[Selected excerpt]
▬▬▬▬▬▬▬▬▬▬
Red flannel hash is a riff on corned beef hash and this recipe is a vegetarian version with beets, rutabaga, and tempeh crumbles.


Ingredients

Units Scale

For the tempeh crumbles:

  • 1 8-ounce block of tempeh
  • 2 tablespoons olive oil
  • 1 teaspoon dried ground rosemary
  • 1 teaspoon paprika
  • 1 clove garlic, minced
  • 1 tablespoon soy sauce

For the hash:

  • 4 tablespoons butter
  • 1 large onion, chopped
  • 2 cups chopped cooked beets
  • 1 1/2 cups chopped cooked rutabaga
  • 1 1/2 cups chopped cooked carrots
  • 8 ounces cooked crumbled tempeh
  • 1 tablespoon fresh thyme leaves
  • 1/2 teaspoon kosher salt
  • 2 teaspoons Worcestershire sauce
  • 1/4 cup chopped fresh parsley
  • freshly ground black pepper, to taste
  • 4 fried eggs, for serving (optional)

Instructions

  1. In a small pot, cover the tempeh with water and bring to a boil. Simmer for 10 minutes. Drain and cool. Then chop the tempeh into small pieces.
▬▬▬▬▬▬▬▬▬▬
[Problem details] Could you pick up the vegetarian red flannel hash recipe right after its first instruction step and continue it? The listing that comes next is separate material with no connection to the recipe.
▬▬▬▬▬▬▬▬▬▬
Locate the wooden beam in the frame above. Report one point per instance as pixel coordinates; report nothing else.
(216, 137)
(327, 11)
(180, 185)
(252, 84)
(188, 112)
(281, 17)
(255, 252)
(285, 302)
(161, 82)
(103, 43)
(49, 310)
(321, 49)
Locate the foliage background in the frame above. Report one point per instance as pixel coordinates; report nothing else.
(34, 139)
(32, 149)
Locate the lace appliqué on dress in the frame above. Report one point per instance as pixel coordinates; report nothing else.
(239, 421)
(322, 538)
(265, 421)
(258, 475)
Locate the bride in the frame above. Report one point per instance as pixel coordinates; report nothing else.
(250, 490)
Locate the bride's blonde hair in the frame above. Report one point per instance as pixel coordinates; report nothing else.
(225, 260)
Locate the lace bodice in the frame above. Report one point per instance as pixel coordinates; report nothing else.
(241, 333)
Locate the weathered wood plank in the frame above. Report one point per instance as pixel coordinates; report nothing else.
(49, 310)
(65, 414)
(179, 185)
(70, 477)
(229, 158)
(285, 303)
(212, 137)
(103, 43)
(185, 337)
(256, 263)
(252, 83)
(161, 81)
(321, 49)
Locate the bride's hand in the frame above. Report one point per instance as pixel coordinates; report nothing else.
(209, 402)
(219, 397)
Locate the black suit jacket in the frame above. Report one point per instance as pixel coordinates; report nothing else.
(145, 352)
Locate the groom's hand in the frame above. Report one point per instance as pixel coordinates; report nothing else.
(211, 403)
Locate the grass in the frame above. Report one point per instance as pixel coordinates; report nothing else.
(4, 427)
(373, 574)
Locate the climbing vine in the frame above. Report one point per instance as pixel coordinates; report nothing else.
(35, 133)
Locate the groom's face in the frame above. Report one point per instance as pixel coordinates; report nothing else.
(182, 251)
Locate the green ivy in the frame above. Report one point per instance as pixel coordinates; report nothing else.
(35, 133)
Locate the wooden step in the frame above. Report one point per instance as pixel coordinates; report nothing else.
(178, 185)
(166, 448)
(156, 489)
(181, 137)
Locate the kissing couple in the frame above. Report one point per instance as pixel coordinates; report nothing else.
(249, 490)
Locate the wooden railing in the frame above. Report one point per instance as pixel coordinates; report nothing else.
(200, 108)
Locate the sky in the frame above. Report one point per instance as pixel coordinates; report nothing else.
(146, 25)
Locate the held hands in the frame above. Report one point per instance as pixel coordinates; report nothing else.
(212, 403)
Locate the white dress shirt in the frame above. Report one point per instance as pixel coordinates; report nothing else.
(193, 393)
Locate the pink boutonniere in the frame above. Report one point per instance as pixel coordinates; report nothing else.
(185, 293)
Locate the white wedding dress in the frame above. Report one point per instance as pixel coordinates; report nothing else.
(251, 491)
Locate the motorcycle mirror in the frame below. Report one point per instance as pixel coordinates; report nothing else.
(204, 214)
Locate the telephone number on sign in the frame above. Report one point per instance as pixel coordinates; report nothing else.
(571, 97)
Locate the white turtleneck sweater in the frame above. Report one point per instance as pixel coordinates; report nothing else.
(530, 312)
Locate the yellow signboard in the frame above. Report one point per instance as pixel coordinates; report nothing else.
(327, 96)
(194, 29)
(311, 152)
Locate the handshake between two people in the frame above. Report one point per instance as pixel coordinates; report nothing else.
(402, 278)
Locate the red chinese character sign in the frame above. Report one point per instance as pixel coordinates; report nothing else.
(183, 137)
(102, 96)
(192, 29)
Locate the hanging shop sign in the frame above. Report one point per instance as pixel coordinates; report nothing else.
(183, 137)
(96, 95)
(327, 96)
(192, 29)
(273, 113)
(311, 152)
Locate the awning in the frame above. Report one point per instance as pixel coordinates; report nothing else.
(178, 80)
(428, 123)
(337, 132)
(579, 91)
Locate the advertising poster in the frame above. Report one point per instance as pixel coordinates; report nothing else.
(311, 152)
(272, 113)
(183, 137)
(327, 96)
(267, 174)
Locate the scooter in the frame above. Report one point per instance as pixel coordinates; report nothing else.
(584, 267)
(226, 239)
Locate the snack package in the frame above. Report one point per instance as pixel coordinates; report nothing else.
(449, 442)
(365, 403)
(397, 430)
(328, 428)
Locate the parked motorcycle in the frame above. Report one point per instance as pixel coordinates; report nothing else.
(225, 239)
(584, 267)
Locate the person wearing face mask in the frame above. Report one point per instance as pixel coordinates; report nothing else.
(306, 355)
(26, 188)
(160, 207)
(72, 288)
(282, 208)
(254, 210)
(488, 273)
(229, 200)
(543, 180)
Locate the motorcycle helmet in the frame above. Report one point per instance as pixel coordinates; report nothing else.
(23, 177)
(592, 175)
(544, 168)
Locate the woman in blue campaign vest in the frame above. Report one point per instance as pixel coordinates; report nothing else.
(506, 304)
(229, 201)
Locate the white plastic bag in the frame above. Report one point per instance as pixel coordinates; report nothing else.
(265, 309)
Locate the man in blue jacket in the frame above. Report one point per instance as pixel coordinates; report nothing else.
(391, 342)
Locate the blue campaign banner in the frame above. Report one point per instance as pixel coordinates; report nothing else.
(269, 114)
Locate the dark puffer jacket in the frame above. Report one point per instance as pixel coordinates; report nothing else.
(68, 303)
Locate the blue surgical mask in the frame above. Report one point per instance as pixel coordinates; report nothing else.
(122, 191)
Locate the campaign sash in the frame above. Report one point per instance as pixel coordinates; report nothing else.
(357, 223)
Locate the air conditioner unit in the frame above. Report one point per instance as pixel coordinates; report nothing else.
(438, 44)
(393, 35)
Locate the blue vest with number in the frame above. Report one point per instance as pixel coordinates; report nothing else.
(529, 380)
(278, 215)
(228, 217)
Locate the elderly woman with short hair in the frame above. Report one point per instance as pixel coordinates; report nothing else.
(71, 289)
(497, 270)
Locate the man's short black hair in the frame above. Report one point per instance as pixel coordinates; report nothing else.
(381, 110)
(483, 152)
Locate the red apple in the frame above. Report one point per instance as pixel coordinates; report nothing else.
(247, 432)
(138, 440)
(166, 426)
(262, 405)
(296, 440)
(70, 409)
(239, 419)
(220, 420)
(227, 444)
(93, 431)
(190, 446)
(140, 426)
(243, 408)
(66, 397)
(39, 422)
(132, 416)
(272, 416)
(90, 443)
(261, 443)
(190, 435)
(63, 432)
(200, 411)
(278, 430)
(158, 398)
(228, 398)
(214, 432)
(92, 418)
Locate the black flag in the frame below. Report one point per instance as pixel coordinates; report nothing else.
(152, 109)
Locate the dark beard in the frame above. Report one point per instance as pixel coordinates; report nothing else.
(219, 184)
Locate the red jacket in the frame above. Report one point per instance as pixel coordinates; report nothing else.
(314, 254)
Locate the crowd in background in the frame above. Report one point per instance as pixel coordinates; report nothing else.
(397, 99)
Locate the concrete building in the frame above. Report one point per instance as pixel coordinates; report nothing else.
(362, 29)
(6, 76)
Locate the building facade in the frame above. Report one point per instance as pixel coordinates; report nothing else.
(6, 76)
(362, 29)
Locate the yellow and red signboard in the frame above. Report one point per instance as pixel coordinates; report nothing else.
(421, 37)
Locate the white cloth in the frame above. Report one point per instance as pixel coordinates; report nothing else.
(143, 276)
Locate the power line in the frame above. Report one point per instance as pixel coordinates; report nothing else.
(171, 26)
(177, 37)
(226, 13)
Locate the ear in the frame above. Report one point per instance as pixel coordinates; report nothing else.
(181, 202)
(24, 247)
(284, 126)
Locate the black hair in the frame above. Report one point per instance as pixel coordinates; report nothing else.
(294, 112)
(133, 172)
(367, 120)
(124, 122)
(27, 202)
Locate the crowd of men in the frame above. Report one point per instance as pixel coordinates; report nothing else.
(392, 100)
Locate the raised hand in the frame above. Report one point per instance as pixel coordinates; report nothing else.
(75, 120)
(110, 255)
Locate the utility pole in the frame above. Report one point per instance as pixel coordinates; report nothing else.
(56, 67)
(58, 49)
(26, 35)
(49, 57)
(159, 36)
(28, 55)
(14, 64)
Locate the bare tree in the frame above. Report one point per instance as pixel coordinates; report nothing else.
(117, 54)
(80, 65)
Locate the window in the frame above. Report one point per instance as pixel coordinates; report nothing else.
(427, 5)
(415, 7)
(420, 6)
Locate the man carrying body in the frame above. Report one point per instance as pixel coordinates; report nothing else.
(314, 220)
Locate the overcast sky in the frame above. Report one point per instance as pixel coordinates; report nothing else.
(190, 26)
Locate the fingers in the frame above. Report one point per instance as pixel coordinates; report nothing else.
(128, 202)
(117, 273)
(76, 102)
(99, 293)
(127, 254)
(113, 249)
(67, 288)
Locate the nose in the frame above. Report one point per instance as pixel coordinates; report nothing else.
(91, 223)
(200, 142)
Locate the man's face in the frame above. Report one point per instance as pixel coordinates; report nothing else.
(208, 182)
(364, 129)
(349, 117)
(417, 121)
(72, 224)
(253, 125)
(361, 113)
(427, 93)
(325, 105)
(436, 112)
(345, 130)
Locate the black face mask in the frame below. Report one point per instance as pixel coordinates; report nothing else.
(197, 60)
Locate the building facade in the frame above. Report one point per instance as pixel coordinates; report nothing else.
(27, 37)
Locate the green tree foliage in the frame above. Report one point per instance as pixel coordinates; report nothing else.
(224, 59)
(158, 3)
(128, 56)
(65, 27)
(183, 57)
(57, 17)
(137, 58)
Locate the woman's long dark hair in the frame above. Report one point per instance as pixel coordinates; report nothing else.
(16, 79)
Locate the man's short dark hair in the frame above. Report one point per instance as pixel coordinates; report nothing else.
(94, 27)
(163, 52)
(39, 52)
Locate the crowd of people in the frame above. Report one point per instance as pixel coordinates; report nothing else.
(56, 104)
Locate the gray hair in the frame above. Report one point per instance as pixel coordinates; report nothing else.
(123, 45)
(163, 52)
▬▬▬▬▬▬▬▬▬▬
[Exercise output]
  2. In a large cast iron pan, heat the olive oil over medium heat. When hot, add the tempeh, rosemary, paprika, and garlic. Brown the tempeh with the spices and use a wooden spoon to further break the pieces into crumbles, almost like you would with ground beef. When well browned, about 5 minutes or so, add the soy sauce and stir to combine. Remove from the pan and set aside.
  3. Melt the butter in the same pan over medium heat. Cook the onion until soft, about 5 minutes, stirring occasionally. Add the beets, rutabaga, carrots, and tempeh to the pan. Season with the salt and Worcestershire sauce and stir to combine. 
  4. Use a spatula to tightly, but gently, press everything into the bottom of the pan. Let brown and do not stir. When browned, about 8 minutes or so, flip the hash over in pieces and brown on the other side. Add a little more butter to the pan, if needed. 
  5. When both sides are well browned, turn off the heat and top with the parsley. Taste and add more salt and ground black pepper as needed. Serve warm, topped with fried eggs, if you’d like to make it a more robust meal.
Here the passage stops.